__Given task__:
Exactly reproduce each entry, leaving out nothing.

[Begin Record list]

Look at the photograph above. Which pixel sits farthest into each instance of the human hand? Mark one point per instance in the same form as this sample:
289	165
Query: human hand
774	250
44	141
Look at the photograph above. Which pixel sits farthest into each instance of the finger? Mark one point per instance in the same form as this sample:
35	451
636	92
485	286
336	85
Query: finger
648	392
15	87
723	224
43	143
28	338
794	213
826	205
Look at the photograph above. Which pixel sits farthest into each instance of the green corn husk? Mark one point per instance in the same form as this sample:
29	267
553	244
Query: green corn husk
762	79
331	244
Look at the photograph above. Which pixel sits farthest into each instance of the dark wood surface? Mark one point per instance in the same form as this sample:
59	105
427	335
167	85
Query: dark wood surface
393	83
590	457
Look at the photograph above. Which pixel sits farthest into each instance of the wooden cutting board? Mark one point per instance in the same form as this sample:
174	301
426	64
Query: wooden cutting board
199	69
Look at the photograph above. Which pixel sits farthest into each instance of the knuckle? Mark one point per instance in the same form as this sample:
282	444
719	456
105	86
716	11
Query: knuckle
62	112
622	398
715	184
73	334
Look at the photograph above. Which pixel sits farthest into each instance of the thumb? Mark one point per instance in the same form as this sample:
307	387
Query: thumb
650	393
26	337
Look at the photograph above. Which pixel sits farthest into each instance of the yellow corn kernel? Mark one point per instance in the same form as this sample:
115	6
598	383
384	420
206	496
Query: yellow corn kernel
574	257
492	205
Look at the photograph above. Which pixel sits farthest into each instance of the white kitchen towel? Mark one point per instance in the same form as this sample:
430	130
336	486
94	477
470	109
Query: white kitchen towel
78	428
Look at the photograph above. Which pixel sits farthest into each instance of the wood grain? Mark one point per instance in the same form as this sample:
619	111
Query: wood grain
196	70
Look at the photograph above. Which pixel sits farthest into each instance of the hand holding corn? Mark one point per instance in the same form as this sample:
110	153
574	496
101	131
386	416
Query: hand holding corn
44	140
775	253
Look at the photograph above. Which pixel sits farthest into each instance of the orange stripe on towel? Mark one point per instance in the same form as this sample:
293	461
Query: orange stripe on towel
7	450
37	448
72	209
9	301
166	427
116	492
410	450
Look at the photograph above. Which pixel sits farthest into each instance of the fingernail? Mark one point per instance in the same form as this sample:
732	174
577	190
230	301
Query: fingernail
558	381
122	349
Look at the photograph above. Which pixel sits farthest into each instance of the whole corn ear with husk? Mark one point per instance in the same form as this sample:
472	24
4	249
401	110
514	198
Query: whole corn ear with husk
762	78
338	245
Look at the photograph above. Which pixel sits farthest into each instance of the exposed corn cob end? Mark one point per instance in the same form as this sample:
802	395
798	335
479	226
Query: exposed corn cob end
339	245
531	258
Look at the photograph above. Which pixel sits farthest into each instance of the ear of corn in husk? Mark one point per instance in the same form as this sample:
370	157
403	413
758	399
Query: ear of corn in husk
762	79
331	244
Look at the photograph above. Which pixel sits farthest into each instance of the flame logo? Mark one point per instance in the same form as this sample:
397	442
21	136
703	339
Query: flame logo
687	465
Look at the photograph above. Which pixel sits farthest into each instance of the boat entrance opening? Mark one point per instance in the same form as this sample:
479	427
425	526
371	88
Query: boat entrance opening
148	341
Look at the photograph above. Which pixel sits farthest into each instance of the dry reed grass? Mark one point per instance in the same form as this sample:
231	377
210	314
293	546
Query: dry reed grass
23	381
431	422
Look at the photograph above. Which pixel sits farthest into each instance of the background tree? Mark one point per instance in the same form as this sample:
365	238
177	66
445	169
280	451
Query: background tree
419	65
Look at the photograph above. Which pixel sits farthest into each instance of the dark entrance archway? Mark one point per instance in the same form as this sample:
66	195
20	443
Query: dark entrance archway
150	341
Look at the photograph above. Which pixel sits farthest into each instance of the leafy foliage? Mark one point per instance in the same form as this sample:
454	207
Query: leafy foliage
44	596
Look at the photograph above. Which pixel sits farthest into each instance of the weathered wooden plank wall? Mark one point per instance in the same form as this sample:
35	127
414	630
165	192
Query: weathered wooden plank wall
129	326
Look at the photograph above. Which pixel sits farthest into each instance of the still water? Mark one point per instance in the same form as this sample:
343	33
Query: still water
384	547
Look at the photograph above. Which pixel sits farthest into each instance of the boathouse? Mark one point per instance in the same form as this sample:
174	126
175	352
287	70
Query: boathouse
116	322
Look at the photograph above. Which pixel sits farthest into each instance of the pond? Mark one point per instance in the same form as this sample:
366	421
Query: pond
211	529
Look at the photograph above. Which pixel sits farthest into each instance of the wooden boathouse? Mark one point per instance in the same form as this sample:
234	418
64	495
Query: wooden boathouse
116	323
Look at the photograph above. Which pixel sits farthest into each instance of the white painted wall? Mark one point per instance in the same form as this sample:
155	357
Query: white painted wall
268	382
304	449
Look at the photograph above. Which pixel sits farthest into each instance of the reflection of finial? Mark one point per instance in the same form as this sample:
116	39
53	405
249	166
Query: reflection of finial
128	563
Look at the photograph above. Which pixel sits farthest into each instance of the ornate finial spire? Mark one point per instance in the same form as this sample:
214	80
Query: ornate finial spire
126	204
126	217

[End Record list]

__Solution to this problem__:
Look at the photograph above. Which pixel sits farthest into each instance of the human hand? Mark one point per instance in the same form as this sample:
289	165
Query: human hand
774	250
44	141
Look at the photograph above. Which pixel sits farthest into each instance of the finger? Mark one point per instance in the same form as this sample:
35	451
636	92
485	286
336	85
Query: finger
648	392
15	87
723	224
43	143
28	338
794	213
826	205
Look at the photograph above. Which pixel sits farthest into each instance of the green corn husk? Mark one point per instance in the same form as this sample:
29	267
553	244
Query: green corn husk
762	79
331	244
Look at the photograph above. Which pixel sits farthest into each instance of the dark wood surface? Mark one point per instance in the same form as this sample:
59	105
427	335
167	85
Query: dark wood surface
393	83
590	457
Look at the photograph above. Which pixel sits farthest into each instance of the wooden cutting board? Mark one point per instance in the same form as this sample:
174	301
426	64
Query: wooden cutting board
199	69
Look at the photograph above. Which pixel sits farthest into each instance of the knuckle? Mark one point per instance in the same form as this sample:
282	444
719	456
105	86
716	11
Query: knuckle
62	112
622	398
715	184
73	334
Look at the photograph above. Which pixel sits farthest into each instance of the thumb? Mark one point per instance in the same form as this sample:
307	387
Query: thumb
650	393
26	337
Look at the photograph above. Which pixel sits farthest into each instance of the yellow corn kernel? Mark one point per instance in the same form as this sample:
115	6
598	383
384	420
206	496
Query: yellow corn kernel
574	257
492	205
Look at the photograph above. Which pixel sits farthest into each instance of the white kitchen towel? Mark one point per instance in the same form as this sample:
430	130
336	486
94	477
470	109
Query: white kitchen towel
78	428
Look at the photograph above. Which pixel sits farthest into each instance of the wood grain? Mark one point per instance in the same form as this sample:
619	111
Query: wood grain
196	70
Look at the photograph above. Which pixel sits farthest into each instance of the hand holding corn? Mark one point per instance in the same form as this sample:
110	153
574	496
101	131
386	416
Query: hand holding corn
44	140
775	253
Look at the photograph above. Which pixel sits farthest into each instance of the orange stripe on towel? Mark one point per instance in the same form as this sample:
293	461
Query: orange stripe on towel
7	450
37	448
72	209
9	301
166	427
116	492
410	450
Look at the photograph above. Which pixel sits farthest into each instance of the fingernail? Mark one point per instance in the same form as this sample:
732	174
577	190
230	301
Query: fingernail
558	381
122	349
Look at the photograph above. Which pixel sits farthest into each instance of the whole corn ear with husk? Mark one point per instance in the same form as this sample:
472	24
4	249
401	110
514	198
Query: whole corn ear with husk
762	78
338	245
Look at the photograph above. Which pixel sits farthest into each instance of the exposed corn cob end? Mark one point per instance in the same form as this sample:
802	395
798	335
479	226
Query: exposed corn cob end
339	245
531	258
Look at the photograph above. Which pixel sits farthest into each instance of the ear of corn in husk? Mark one point per instance in the same form as this sample:
370	157
403	413
758	399
Query: ear of corn in husk
762	79
331	244
Look at the photograph above. Which pixel sits farthest into each instance of the flame logo? Mark one point per instance in the same form as this sample:
397	442
21	136
703	339
Query: flame logo
687	465
Look at the photograph above. Which pixel sits farthest into each instance of the boat entrance opening? Mark one point per instance in the same form as this sample:
479	427
425	526
371	88
Query: boat entrance opening
148	341
Look at the photograph above. Which pixel sits farthest into each instance of the dry reed grass? Mark one point per instance in the same form as this sample:
231	377
210	314
293	546
Query: dry reed grass
23	381
431	422
Look at the photograph above. Which pixel sits farthest into each instance of the background tree? Mark one point per instance in the same form as this sample:
365	238
177	66
445	169
280	451
Query: background tree
419	65
Look at the photograph above. Which pixel sits farthest into each instance of the dark entrance archway? Mark one point per instance in the same form as this sample:
66	195
20	443
Query: dark entrance archway
150	341
Look at the photograph above. Which pixel sits farthest into each instance of the leafy foliage? Mark one point per instance in the same form as this sample:
454	207
Query: leafy foliage
44	596
Look at the photograph above. Which pixel sits farthest into each instance of the weathered wooden plank wall? Mark one point per instance in the same form as this sample:
35	127
414	630
165	192
Query: weathered wooden plank wall
129	326
Look at the photograph above. Which pixel sits farthest into each instance of the still water? Mark one point per instance in the same form as this sample:
343	33
Query: still water
384	547
Look at the photograph above. Which pixel sits farthest into each instance of the boathouse? Mark one point per instance in the same form as this sample:
174	126
175	352
287	70
Query: boathouse
116	322
Look at the photograph above. Which pixel sits farthest into each instance of the pond? Mark one point per instance in the same form as this sample:
366	421
Query: pond
211	529
Look at the photograph above. Which pixel sits farthest into each instance of the wooden boathouse? Mark one point per instance in the same form as this sample:
234	418
64	495
Query: wooden boathouse
116	323
Look at the photograph above. Which pixel sits farthest into each instance of the white painted wall? Mark one point per instance in the same form as this sample:
155	357
Query: white painted wall
268	382
304	449
Look at the photograph above. Which pixel sits farthest into each instance of the reflection of finial? Mark one point per instance in the same form as this sample:
116	39
53	405
249	166
Query: reflection of finial
128	563
Look at the photograph above. Which pixel sits farthest into each instance of the ornate finial spire? Mark one point per instance in the same form as this sample:
214	80
Query: ornate finial spire
126	204
126	217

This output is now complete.